begin
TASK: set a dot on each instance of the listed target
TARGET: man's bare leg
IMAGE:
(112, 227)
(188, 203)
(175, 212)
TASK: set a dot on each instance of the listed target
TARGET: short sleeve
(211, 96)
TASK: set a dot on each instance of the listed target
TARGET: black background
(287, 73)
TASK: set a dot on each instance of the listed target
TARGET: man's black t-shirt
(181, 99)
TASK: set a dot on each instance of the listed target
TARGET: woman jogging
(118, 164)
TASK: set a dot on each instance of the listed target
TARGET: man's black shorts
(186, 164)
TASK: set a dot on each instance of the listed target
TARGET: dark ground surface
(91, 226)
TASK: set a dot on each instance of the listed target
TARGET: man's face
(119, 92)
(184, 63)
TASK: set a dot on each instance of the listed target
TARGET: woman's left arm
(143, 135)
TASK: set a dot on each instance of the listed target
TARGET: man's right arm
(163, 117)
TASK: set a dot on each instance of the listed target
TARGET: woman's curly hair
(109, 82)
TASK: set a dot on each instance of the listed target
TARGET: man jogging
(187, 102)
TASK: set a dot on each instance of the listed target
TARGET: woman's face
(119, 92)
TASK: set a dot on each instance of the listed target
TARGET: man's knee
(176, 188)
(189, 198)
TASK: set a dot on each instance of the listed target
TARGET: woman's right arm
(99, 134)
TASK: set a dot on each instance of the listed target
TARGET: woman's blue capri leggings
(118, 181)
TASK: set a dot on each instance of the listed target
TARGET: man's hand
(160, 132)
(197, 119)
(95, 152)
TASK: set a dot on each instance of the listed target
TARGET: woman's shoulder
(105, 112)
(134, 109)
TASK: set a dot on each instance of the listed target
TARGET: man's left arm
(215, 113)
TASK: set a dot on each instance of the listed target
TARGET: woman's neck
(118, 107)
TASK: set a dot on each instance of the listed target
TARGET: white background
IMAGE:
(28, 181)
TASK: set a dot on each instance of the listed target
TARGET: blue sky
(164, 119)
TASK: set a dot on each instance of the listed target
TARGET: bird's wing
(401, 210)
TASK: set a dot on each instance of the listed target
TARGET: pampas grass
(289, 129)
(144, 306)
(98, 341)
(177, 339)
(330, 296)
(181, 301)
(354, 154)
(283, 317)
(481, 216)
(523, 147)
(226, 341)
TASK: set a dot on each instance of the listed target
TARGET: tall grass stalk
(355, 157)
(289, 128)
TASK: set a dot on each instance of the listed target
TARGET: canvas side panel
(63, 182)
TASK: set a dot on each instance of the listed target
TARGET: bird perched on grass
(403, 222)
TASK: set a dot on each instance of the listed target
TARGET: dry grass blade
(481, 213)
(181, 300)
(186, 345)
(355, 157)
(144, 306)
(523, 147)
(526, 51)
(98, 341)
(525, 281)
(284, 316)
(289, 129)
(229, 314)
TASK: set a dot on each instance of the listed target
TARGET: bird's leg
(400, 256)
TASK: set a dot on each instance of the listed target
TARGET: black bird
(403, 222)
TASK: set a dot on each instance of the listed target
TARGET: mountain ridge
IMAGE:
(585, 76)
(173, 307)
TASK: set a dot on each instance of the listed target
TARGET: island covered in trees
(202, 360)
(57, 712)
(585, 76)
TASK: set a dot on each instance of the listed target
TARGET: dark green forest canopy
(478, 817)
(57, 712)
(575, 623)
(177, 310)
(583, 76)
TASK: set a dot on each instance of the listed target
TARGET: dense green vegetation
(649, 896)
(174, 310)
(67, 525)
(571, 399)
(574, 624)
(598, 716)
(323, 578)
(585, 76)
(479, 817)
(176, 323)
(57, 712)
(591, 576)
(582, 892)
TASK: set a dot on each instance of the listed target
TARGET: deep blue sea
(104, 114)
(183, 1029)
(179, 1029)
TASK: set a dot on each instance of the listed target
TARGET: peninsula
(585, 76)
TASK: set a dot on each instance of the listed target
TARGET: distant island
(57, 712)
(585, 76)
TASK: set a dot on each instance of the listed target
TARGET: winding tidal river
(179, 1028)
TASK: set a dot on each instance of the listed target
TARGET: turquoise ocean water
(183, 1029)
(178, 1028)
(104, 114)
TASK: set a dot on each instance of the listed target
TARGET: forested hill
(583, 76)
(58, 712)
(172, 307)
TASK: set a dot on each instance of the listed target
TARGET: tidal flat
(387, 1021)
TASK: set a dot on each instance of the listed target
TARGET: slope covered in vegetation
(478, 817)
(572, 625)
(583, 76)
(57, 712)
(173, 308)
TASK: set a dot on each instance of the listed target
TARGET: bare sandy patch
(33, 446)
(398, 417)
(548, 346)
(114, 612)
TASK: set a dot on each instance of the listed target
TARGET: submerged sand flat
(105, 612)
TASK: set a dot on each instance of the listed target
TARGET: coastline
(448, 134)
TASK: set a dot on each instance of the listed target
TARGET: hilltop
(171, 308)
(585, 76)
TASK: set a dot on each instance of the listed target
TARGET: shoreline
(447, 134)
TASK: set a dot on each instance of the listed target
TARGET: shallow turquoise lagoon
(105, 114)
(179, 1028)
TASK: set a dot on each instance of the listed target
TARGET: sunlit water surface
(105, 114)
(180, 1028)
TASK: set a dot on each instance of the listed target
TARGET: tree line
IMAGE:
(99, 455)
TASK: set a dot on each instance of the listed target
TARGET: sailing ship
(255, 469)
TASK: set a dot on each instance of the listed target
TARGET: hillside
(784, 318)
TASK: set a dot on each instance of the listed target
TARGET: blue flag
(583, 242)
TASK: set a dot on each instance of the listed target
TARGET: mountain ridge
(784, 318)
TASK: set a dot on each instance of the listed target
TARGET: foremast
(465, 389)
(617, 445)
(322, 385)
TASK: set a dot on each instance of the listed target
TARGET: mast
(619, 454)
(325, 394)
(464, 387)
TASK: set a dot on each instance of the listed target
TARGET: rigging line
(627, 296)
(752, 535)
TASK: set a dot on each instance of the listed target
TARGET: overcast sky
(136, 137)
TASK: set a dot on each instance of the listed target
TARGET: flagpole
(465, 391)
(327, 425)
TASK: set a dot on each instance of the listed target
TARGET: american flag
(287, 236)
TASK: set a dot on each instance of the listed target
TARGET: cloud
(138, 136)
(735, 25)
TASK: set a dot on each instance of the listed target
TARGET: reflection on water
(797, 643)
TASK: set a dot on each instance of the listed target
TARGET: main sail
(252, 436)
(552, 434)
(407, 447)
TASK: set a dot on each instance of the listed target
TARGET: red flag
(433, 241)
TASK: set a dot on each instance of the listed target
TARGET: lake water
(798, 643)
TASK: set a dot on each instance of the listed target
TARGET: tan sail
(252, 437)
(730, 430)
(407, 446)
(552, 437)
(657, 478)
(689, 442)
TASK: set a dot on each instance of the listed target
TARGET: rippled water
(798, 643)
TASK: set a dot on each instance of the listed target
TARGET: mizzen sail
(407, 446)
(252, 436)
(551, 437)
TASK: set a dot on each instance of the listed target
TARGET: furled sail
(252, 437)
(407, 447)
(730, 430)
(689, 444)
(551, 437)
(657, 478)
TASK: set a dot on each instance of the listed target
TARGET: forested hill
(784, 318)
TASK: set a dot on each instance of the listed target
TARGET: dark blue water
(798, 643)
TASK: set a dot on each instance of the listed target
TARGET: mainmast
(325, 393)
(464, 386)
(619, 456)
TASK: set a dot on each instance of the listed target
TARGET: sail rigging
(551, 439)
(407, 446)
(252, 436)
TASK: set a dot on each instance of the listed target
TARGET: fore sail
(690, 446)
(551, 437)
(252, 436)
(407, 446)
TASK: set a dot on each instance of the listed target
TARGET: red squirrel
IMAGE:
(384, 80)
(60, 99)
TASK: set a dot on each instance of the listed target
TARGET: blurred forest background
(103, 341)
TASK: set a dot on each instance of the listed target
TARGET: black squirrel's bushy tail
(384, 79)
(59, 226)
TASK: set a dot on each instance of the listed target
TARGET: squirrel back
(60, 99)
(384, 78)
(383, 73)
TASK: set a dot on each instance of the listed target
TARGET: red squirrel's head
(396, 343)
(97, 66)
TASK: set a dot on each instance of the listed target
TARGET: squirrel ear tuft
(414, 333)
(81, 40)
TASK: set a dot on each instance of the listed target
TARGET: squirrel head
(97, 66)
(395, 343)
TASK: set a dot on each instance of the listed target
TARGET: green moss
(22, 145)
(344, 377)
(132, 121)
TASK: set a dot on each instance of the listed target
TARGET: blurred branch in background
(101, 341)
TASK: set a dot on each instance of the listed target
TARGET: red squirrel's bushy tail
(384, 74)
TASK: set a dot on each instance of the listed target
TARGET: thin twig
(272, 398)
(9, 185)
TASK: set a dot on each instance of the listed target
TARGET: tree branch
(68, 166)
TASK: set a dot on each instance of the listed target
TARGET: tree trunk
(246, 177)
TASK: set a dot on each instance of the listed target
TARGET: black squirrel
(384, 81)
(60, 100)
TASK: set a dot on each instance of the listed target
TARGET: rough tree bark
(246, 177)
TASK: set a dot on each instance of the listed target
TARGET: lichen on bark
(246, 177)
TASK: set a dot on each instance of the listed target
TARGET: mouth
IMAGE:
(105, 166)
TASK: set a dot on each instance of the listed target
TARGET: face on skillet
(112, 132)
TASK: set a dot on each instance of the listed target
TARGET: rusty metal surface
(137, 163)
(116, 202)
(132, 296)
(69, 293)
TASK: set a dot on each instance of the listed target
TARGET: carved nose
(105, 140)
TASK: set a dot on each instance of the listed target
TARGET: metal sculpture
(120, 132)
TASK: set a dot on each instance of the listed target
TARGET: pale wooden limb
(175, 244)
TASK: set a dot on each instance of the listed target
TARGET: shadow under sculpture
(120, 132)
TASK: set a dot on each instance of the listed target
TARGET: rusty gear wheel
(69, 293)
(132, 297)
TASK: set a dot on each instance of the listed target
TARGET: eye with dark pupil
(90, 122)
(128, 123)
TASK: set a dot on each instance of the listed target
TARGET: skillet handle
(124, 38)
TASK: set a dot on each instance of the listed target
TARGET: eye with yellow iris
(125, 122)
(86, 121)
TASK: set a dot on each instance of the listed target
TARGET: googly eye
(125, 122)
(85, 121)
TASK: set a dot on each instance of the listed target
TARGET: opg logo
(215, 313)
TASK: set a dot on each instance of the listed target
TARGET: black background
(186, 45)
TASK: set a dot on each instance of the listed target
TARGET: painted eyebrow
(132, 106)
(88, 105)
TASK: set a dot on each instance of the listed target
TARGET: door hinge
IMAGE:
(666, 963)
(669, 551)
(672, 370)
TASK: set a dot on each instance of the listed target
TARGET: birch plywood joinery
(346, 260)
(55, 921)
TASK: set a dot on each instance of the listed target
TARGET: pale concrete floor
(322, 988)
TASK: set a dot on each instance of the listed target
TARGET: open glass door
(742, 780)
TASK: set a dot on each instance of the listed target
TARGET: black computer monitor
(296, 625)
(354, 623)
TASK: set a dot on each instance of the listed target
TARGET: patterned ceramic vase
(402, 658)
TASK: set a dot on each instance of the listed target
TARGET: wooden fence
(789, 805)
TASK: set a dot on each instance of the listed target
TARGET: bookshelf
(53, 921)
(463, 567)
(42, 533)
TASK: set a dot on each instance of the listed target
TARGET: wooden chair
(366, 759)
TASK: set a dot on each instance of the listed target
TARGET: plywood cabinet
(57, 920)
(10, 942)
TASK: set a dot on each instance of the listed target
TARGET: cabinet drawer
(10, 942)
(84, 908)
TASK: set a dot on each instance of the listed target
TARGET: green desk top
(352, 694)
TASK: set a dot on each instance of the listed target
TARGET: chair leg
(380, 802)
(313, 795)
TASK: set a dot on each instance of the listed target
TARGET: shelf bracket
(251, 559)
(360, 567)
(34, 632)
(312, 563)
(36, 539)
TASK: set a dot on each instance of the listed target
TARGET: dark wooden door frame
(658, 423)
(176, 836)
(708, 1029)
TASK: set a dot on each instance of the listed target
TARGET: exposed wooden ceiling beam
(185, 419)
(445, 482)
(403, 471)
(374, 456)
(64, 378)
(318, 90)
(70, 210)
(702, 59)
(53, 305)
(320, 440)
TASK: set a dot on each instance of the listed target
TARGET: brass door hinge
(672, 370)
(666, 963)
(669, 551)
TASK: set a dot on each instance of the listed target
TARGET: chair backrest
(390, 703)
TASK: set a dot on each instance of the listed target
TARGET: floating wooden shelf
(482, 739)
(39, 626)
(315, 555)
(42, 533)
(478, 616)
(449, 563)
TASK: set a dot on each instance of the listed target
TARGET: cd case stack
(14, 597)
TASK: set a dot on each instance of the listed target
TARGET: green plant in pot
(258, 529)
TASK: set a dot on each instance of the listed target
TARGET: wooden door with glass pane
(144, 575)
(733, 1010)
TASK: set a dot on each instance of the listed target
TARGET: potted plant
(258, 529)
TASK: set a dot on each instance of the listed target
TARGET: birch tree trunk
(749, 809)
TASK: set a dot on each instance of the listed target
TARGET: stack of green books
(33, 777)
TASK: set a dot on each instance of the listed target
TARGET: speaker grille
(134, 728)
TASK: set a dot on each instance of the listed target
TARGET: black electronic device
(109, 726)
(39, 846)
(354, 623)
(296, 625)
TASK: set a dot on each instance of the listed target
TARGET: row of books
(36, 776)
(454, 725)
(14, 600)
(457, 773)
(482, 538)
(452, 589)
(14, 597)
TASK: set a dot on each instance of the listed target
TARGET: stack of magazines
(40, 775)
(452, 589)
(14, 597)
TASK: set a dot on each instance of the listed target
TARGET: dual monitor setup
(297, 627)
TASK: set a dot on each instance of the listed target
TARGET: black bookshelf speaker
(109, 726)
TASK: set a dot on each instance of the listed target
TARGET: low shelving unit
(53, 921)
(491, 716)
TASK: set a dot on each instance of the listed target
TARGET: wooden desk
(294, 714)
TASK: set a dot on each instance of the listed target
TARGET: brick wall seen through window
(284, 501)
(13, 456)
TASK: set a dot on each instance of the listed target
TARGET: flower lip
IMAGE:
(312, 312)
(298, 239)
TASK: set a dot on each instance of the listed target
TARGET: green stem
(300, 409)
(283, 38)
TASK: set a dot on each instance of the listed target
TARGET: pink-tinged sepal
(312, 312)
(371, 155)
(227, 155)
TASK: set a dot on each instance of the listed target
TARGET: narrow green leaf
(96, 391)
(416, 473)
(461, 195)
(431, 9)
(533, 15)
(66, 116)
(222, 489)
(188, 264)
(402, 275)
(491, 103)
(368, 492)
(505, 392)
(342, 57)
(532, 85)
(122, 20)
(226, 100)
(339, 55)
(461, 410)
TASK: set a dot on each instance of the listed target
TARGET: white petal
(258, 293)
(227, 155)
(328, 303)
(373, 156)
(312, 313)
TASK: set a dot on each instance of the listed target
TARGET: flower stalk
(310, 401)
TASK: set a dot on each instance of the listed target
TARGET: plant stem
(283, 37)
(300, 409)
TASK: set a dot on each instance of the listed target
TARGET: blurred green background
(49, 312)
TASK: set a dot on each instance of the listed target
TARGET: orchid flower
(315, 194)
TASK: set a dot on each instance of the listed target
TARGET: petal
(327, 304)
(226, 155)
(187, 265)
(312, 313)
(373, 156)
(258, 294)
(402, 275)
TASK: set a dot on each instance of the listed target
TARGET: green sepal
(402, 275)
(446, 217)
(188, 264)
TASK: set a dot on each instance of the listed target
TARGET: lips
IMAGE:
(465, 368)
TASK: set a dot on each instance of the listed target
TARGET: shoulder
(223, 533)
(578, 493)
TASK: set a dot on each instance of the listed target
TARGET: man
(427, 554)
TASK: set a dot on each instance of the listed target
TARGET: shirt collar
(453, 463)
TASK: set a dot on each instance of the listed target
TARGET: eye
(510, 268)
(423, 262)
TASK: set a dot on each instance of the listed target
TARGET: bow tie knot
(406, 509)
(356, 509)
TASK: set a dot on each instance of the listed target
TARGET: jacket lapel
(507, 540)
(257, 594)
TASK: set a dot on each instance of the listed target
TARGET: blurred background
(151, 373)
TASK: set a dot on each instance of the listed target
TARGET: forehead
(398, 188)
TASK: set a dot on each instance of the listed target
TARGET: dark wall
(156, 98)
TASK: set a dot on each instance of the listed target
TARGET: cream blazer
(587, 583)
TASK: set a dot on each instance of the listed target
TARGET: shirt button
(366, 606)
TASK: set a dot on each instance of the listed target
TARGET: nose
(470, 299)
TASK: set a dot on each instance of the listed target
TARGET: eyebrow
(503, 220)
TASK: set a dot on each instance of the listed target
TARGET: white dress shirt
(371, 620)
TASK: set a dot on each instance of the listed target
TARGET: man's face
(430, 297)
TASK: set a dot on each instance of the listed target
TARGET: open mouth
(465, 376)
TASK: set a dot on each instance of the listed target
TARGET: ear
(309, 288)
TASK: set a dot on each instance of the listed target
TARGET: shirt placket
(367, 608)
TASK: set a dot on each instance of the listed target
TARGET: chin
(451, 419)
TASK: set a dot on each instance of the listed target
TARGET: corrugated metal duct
end
Problem to solve: Count the lines in the data above that contain the string "green", treating uppercase and lowercase letters as different. Give only the number.

Exercise result: 10